_Your instructions_
Starting at the line that contains "Tag the candlestick", return every line down to the end of the records below, exactly as written.

_Provided records_
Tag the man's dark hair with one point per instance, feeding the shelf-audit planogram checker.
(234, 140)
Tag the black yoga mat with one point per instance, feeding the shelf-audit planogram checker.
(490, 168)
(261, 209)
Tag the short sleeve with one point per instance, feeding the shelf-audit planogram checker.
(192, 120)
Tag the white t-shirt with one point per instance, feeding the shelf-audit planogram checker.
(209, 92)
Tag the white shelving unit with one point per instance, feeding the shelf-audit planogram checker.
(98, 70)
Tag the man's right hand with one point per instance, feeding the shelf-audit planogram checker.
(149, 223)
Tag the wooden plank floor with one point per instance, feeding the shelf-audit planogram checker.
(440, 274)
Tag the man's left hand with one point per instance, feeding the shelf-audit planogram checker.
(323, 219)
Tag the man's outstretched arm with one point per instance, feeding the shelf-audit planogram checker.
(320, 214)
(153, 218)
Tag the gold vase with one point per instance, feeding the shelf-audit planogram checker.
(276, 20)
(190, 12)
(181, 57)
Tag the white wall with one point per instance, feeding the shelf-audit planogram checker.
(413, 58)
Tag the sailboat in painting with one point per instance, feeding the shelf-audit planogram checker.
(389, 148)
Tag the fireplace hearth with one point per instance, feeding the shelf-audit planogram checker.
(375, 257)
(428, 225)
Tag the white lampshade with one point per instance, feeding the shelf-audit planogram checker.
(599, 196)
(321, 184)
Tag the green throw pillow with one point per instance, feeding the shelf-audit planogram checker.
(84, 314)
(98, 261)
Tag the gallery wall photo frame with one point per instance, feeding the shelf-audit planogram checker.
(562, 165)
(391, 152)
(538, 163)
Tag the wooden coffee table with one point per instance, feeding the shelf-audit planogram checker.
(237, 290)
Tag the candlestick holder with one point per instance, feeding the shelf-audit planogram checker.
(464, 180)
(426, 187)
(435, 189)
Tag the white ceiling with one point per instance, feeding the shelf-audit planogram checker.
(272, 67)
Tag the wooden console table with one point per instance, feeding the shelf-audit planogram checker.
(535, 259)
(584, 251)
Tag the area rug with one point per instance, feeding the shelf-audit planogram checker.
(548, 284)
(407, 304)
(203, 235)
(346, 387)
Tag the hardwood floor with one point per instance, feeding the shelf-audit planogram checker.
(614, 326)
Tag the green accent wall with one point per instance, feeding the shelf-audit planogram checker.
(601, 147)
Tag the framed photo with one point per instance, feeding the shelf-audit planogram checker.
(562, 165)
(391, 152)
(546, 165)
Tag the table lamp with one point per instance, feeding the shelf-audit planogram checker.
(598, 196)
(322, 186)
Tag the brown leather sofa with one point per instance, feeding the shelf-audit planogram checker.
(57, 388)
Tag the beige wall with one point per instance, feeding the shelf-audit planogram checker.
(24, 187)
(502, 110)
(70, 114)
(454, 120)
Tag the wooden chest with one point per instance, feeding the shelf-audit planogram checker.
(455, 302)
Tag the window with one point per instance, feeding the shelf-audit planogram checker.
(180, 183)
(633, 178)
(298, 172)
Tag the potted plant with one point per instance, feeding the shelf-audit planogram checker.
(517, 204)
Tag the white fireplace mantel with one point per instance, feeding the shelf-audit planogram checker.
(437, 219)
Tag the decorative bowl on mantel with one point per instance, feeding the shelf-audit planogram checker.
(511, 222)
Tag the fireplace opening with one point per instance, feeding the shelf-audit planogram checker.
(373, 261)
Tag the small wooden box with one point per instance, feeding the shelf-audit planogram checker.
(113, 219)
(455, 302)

_Written reply_
Tag the candlestick holder with one point per instance, feeding the shelf-audit planogram checker.
(464, 180)
(426, 187)
(435, 189)
Tag the white ceiling with one point per instance, feeding the shelf-audit planogram checker.
(272, 67)
Tag the wooden console table with one point per instance, feeding the shelf-audit planogram checker.
(535, 259)
(584, 251)
Tag the area rug with one point per instance, feeding the shelf-audit planogram checker.
(548, 284)
(407, 304)
(203, 235)
(346, 387)
Tag the hardwood floor with one point per instance, feeding the shelf-audit planogram checker.
(614, 326)
Tag the green accent wall with one point per instance, feeding the shelf-audit planogram checker.
(601, 147)
Tag the framed photo with one point per instance, feeding the shelf-audit planogram checker.
(562, 165)
(391, 152)
(546, 165)
Tag the table lamp with one point per instance, feeding the shelf-audit planogram checker.
(598, 196)
(322, 186)
Tag the brown leather sofa with one point per instance, feeding the shelf-audit planogram checker.
(57, 388)
Tag the beige wall with one point per instance, feeding the shelf-audit planogram checker.
(24, 187)
(502, 110)
(70, 114)
(454, 120)
Tag the wooden chest with one point per instance, feeding the shelf-audit planogram checker.
(455, 302)
Tag the window with one point per instance, feeding the shelf-audit planogram checker.
(180, 183)
(633, 178)
(298, 172)
Tag the potted plant with one point per instance, feeding the shelf-audit planogram checker.
(517, 204)
Tag the white fireplace mantel with one point per instance, feeding the shelf-audit planogram checker.
(437, 219)
Tag the decorative bowl on mantel with one point per instance, feeding the shelf-audit planogram checker.
(511, 222)
Tag the fireplace opening with one point per instance, feeding the shelf-audit planogram checker.
(373, 261)
Tag the small wooden box with one point per instance, feeding the shelf-audit planogram checker.
(113, 219)
(455, 302)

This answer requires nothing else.